■ **Problem description**: The response should contain only those lines of the entries below that include the string "rough".

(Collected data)
___

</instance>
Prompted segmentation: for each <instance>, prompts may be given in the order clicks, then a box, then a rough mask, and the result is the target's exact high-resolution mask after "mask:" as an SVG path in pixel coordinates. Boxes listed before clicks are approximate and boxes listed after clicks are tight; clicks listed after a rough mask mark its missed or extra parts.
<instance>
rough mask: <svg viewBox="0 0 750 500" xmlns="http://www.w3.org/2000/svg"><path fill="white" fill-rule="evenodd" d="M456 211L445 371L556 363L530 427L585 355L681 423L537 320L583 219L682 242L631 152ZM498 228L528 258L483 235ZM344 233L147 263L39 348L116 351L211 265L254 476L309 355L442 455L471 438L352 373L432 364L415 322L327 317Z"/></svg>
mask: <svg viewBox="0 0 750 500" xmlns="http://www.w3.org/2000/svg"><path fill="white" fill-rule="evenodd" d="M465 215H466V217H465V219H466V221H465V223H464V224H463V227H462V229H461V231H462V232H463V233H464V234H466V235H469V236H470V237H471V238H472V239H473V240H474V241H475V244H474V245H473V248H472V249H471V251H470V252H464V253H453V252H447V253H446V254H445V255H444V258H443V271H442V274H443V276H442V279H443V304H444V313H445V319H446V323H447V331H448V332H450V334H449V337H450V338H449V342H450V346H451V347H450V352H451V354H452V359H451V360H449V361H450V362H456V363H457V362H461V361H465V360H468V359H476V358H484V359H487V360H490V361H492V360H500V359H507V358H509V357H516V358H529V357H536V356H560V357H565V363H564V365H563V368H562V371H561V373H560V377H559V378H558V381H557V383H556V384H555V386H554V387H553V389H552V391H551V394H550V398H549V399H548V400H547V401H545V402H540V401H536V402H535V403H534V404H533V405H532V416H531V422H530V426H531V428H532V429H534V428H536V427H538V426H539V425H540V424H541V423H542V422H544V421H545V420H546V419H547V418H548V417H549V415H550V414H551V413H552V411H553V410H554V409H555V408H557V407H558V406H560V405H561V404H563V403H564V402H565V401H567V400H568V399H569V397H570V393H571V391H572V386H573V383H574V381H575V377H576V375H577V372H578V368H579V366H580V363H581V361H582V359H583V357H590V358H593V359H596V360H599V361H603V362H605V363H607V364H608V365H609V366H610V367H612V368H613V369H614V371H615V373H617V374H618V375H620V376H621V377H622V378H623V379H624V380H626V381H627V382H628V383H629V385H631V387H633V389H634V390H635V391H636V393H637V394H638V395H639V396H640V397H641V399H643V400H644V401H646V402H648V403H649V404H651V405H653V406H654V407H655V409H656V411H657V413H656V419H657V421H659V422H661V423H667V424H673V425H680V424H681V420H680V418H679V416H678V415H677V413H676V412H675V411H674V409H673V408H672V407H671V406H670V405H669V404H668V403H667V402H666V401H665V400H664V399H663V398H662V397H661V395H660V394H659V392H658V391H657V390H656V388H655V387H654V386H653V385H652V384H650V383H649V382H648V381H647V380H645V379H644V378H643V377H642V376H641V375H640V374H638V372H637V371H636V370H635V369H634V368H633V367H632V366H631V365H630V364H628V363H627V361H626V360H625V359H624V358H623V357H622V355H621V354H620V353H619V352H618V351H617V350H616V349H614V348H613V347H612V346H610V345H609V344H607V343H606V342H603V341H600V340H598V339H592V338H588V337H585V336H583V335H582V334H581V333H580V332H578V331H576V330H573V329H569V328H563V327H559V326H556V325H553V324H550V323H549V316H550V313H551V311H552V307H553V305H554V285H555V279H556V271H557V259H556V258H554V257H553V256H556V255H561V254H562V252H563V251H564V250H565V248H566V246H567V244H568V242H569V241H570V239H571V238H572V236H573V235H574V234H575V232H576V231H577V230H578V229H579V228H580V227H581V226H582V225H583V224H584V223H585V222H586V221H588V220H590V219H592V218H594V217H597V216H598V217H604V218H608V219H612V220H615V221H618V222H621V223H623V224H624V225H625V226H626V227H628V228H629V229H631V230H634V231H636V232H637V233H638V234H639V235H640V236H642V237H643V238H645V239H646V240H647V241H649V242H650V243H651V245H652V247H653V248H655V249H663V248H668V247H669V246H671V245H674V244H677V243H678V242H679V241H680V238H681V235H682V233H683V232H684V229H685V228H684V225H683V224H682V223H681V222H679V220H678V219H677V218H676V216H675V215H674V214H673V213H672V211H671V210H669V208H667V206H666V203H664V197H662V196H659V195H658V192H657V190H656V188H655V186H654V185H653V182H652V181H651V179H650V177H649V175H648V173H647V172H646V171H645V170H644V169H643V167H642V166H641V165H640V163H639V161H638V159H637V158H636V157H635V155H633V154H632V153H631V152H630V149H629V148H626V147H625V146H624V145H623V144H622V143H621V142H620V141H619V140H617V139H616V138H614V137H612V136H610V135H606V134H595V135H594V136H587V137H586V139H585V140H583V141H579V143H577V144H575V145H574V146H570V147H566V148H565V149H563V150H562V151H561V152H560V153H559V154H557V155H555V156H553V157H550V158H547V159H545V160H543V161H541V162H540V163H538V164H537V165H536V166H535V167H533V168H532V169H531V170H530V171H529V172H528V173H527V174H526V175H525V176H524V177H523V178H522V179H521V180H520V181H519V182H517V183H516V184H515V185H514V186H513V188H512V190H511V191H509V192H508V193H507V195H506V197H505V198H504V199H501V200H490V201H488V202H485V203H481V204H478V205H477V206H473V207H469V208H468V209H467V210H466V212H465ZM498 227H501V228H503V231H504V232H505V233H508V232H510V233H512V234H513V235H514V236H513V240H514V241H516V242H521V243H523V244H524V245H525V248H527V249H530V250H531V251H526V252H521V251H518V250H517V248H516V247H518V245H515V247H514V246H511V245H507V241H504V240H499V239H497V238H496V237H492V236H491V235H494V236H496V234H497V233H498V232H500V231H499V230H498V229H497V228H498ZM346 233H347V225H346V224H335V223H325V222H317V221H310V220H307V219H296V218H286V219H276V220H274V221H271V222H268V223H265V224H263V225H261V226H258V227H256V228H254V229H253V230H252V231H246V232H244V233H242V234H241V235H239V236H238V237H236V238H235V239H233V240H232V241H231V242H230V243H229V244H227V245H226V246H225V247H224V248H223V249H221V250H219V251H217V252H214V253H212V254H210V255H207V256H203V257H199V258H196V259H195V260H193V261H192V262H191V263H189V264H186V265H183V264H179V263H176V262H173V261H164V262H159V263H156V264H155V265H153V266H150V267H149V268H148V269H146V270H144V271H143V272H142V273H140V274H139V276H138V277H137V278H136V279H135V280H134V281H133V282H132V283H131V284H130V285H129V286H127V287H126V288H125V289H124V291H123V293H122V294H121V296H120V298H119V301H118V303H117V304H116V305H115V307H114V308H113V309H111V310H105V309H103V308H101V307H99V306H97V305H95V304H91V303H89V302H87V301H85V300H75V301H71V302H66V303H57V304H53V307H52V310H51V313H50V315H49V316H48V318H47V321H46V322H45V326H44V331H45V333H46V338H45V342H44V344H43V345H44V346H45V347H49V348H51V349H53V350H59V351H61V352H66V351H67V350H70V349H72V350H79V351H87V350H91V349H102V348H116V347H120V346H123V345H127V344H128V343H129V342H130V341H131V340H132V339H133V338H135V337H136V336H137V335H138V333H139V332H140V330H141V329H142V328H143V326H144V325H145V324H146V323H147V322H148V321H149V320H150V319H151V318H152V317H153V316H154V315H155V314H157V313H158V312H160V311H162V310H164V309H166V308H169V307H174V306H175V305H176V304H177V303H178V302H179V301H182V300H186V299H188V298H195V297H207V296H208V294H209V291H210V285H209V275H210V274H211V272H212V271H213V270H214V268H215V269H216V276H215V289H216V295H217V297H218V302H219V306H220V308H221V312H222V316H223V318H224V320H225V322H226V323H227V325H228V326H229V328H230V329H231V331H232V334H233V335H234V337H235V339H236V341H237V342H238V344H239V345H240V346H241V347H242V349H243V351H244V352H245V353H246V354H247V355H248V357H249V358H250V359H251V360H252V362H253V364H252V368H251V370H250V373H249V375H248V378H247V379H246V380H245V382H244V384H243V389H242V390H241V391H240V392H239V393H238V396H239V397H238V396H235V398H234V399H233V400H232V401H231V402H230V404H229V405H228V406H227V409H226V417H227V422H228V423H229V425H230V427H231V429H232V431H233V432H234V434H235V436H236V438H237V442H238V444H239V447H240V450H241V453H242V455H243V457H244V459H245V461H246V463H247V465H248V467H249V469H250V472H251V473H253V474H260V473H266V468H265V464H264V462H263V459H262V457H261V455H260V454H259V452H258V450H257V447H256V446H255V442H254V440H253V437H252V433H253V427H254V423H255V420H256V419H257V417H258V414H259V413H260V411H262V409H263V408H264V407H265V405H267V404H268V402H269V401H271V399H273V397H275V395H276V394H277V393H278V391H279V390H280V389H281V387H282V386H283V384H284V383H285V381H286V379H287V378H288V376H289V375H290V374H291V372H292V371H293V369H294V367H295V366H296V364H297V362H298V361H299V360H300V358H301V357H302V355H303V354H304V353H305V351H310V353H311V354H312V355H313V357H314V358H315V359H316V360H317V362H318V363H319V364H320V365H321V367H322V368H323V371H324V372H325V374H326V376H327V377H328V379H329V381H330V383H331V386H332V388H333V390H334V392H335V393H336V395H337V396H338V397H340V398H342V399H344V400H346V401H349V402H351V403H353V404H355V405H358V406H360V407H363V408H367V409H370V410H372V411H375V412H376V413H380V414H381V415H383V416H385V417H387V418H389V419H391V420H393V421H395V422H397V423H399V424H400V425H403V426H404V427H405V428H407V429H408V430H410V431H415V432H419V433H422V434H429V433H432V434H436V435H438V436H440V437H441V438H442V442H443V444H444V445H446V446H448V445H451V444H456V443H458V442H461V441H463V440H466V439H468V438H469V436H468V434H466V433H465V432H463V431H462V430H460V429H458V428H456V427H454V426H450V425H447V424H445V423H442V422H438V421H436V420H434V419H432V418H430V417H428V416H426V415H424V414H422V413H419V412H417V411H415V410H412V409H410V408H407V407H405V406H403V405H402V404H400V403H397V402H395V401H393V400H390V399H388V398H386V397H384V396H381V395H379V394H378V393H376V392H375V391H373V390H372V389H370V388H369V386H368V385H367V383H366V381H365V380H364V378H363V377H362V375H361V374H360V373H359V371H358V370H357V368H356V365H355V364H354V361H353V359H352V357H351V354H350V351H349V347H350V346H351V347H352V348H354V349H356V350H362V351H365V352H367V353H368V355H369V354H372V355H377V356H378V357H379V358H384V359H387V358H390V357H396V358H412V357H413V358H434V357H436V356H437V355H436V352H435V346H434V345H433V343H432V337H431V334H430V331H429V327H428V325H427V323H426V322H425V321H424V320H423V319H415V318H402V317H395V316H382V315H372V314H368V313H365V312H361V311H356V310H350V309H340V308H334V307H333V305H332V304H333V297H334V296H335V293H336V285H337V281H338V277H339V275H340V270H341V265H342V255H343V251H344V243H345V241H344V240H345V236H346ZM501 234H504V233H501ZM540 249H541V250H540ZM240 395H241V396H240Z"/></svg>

___

■ **Response area**:
Prompted segmentation: for each <instance>, prompts may be given in the order clicks, then a box, then a rough mask, and the result is the target's exact high-resolution mask after "mask:" as an SVG path in pixel coordinates. Boxes listed before clicks are approximate and boxes listed after clicks are tight; clicks listed after a rough mask mark its missed or extra parts.
rough mask: <svg viewBox="0 0 750 500" xmlns="http://www.w3.org/2000/svg"><path fill="white" fill-rule="evenodd" d="M456 211L445 371L556 363L530 427L585 355L681 423L537 320L583 219L682 242L631 152ZM498 228L528 258L483 235ZM344 233L147 263L39 348L116 351L211 265L254 476L309 355L442 455L471 438L352 373L432 364L415 322L327 317Z"/></svg>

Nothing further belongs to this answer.